--- Start of Document ---

What a game.
What Happened
Atlanta 5, Los Angeles 4
We’ll get to the weird decisions, but first: That was quite a game of baseball. It had lead changes. It had rallies. It had big home runs.
The thing started badly for Atlanta. Ian Anderson was off, and the Dodgers jumped right on him, with Corey Seager following up a Mookie Betts bloop single with a banger of a home run, making the score 2-0 with nary an out recorded. Anderson worked through it from there (should not understate the importance of this—Anderson survived three innings in which he did not have it, and that might win Atlanta a pennant), navigating two more walks in the first and a leadoff walk of Seager in the third, but the damage was done. The Dodgers led 2-0 with one of the best pitchers in the world on the mound.
Scherzer was good. Seven strikeouts, one walk, just the one home run—sorry, should’ve mentioned this more emphatically: Joc Pederson pummeled one to tie the score in the fourth after Scherzer walked Austin Riley—but he left in the fifth, and the Dodgers got one inning ahead of themselves, and that’s when the trouble happened.
In the top of the seventh, having entered in the sixth to strike out Albert Pujols and escape a jam, Tyler Matzek walked Mookie Betts, and after striking out both Seager and Trea Turner, intentionally walked Will Smith. Betts had stolen second, Atlanta would prefer to face Gavin Lux, it made sense. The Dodgers countered by bringing in an injured Justin Turner to pinch-hit, and Atlanta countered that by bringing Luke Jackson in for Matzek. Jackson promptly loaded the bases, losing a slider on his third pitch and hitting Turner, which brought up Chris Taylor, who, though he didn’t smoke the ball, delivered. A soft liner into center fell in front of Guillermo Heredia (who’d entered alongside Jackson on a double switch), and when Heredia tried to make a play on Smith at the plate, he missed the ball, allowing Taylor to advance to second.

--- End of Document ---

-- Aim --
In the game recap above, please name the player who hit the home run that tied the score in the fourth inning.

--- Start of Stored records ---

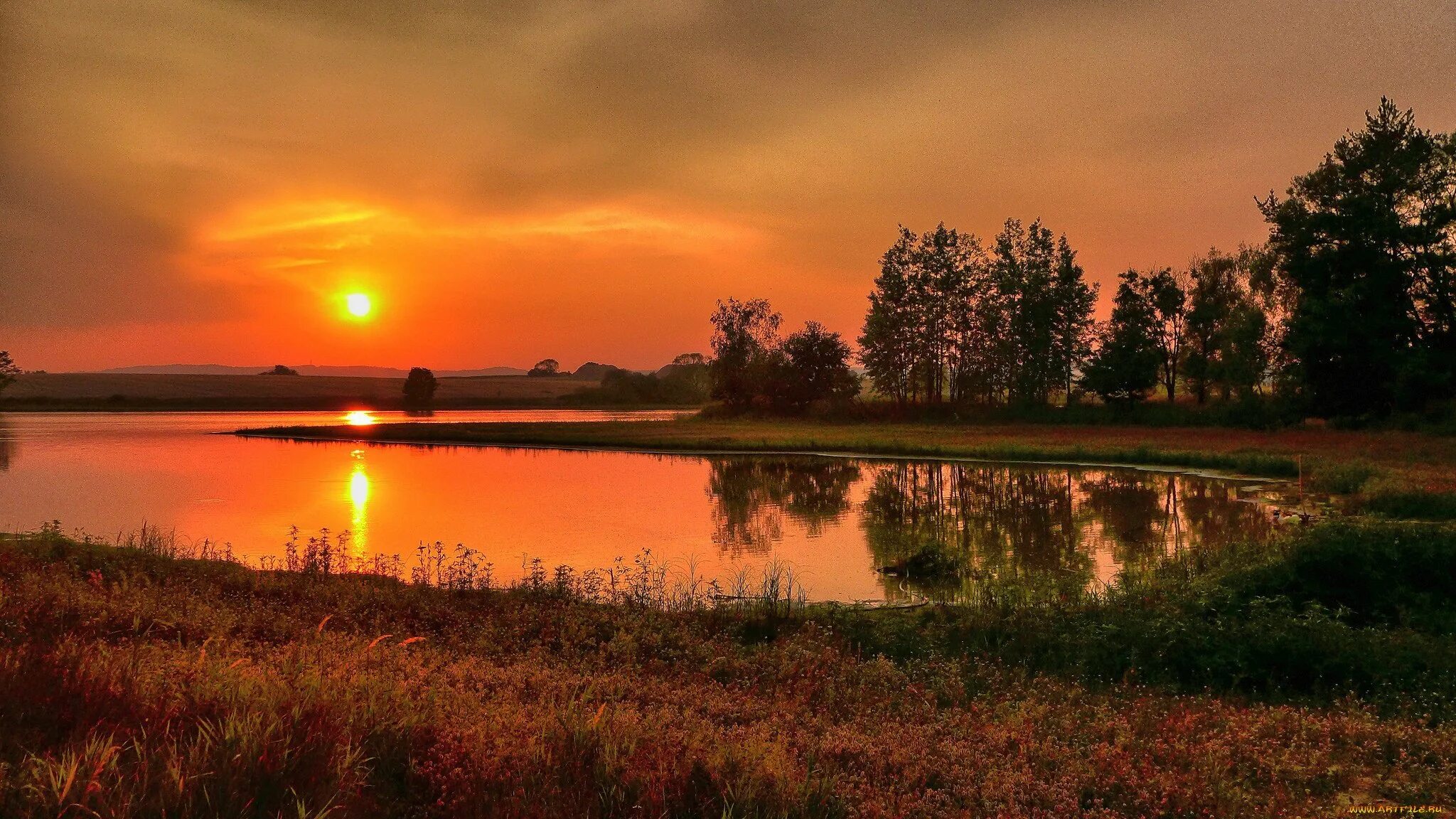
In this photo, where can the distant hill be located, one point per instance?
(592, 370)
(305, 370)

--- End of Stored records ---
--- Start of Stored records ---

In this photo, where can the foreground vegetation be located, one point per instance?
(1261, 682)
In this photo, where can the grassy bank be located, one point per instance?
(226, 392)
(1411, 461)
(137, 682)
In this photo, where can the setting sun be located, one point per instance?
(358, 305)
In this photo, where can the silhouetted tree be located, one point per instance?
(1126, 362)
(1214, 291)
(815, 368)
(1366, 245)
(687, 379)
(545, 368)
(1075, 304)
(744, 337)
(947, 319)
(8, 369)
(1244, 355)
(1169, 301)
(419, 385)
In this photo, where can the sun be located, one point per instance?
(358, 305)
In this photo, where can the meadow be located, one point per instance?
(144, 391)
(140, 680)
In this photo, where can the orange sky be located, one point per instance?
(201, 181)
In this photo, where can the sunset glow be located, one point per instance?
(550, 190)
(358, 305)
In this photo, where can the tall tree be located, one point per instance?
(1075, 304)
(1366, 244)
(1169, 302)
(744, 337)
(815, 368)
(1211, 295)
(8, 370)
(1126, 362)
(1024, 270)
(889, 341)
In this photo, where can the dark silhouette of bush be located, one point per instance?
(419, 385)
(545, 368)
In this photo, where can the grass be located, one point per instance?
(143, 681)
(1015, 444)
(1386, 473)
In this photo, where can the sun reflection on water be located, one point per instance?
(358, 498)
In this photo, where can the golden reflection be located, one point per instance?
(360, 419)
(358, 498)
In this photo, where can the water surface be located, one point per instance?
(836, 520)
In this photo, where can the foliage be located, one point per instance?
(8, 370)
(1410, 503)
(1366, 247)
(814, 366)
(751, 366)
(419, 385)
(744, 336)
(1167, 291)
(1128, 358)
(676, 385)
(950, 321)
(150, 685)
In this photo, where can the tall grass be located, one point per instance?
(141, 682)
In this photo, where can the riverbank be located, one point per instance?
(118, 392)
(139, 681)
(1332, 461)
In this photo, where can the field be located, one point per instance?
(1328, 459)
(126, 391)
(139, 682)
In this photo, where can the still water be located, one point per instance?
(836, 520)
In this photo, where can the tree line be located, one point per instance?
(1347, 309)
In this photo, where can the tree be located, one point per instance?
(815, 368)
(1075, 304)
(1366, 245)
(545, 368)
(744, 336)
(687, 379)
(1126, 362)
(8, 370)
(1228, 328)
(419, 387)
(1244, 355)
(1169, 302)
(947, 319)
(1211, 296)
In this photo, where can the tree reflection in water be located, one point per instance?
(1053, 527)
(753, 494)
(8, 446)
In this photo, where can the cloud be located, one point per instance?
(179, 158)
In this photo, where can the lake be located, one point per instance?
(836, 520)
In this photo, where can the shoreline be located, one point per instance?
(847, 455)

--- End of Stored records ---

-- Final result --
Joc Pederson.